▸ **WORK TASK A**
According to the hospitality article, why can Lorraine Sweeney's hotels be staffed more efficiently now?
▸ **WORK TASK B**
Answer these from the hospitality article:
(i) How many people arrived in the State from overseas in October?
(ii) To whom did Elena Baturina sell the Morrison boutique hotel?
(iii) Who took over Ireland's largest hotel group when Pat McCann retired?

▸ **SOURCE TEXT**
# # #
As the summer closed and occupancy rates plummeted with the reopening of schools, the sector faced into a new phase: the rebuilding of international business.
The introduction of the EU’s Covid cert in summer, albeit nearly a month late in Ireland, facilitated easy intra-European movement for the vaccinated, allowing Irish passengers travel abroad from late July.
Crucially, it also opened up a flow of foreign travellers to arrive here, just in time to pick up the slack from retreating staycationers – 810,000 people arrived in the State from overseas in September and 925,000 in October. Many of these were returning Irish travellers, but a significant minority were much-needed foreign visitors. That flow has been staunched by the latest restrictions.
A significant image problem re-emerged for investors in the hotels in Dublin in the autumn. Campaigns such as #nomorehotels have argued, with little hard evidence, that the scale of hotel development in the city is crowding out cultural and residential developments.
But when the Marron family proposed to develop a large hotel that would practically swallow the popular Cobblestone music pub in Stoneybatter, it set off street protests. The application was declined.
Initial outlay
Hotel sales were few and far between in 2021, with CBRE suggesting that about €330 million worth of Dublin properties changed hands in the first nine months. Among them, however, was the Morrison boutique hotel on Dublin's quays, which Russia's richest woman, Elena Baturina, sold for a reputed €65 million to the UK's Zetland Capital, trebling her initial outlay.
Meanwhile, an elder statesmen of the Irish hotel scene, Pat McCann, former Dalata chief executive and the company's founder, retired from the industry in late 2021, handing the reins of Ireland's largest hotel group to Cork's Dermot Crowley.
Despite the gloom that envelops the start of 2022 due to restrictions, some hoteliers remain phlegmatic. Well-known Wicklow businesswoman, Lorraine Sweeney, who with her family owns three hotels including the new Powerscourt Springs Wellness Hotel near Enniskerry, said 2021 was "not all bad".
“I actually don’t think it was as bad as was predicted at one stage for hospitality. We didn’t have a bad year,” she said.
“New markets were opened up for us. Irish people are now far more interested in going out walking and visiting local beauty spots such as Glendalough, and we have picked up business from them. Up until early December, we had a lot of bookings. There is some uncertainty again now, but it will go away.”
Sweeney says the crisis has also given her ways to control costs. Her three hotels – Summerhill House in Enniskerry, Wilton in Bray and the Powerscourt Springs, a joint enterprise with her daughter, Adrienne Sweeney – are now open to residents only for virus safety reasons, and not to outside guests for meals.
“That allows them to be more efficient on costs. We can staff it more efficiently because we don’t need to keep a chef in the kitchen all day for someone who might only order a €3 coffee. That helps with cashflow. There have been big challenges in 2021. But autumn had been very strong and we will get back there. I think we are well positioned in north Wicklow”
Still, there is clear worry in the restaurant sector. The Government has assembled a package of new supports but operators wonder how and when they will get to reopen, and how they will repay the bills they have accrued in the meantime, such as delayed tax payments.
"At the end of the first quarter of 2022 and into the second quarter – that's the danger period for liquidations," says Adrian Cummins, chief executive of the industry group, the Restaurants Association of Ireland.
“We need a long-term plan for the sector. And we also need to talk about the warehousing of debt, such as taxes. Does there need to be a writedown of this by the Government? We need to talk about it.”
The likely fortunes of the sector in 2022 are yet to become clear. It must wait.
# # #
[Stored dataset items]
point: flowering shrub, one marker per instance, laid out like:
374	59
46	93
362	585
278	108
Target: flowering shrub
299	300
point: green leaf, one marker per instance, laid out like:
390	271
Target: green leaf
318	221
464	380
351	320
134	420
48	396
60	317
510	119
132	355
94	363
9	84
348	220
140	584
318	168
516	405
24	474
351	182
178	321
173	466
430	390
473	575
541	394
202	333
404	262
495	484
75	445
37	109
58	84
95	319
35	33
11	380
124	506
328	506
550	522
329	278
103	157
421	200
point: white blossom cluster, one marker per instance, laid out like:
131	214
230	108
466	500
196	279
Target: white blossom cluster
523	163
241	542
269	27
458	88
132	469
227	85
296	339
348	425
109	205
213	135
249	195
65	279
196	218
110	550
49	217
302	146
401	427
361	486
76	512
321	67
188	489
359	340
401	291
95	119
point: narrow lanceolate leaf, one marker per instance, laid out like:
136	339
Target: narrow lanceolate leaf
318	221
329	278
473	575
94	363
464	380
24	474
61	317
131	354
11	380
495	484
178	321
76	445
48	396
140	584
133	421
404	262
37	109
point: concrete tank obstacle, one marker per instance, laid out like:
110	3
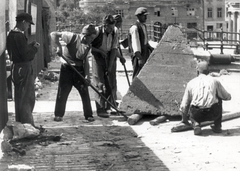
# # #
▸ **TASK SOLUTION A**
Her three hotels are now open only to residents and not to outside guests for meals. So they no longer need to keep a chef in the kitchen all day for someone who might order only a €3 coffee, which also helps with cashflow.

▸ **TASK SOLUTION B**
(i) 925,000
(ii) The UK's Zetland Capital
(iii) Dermot Crowley, from Cork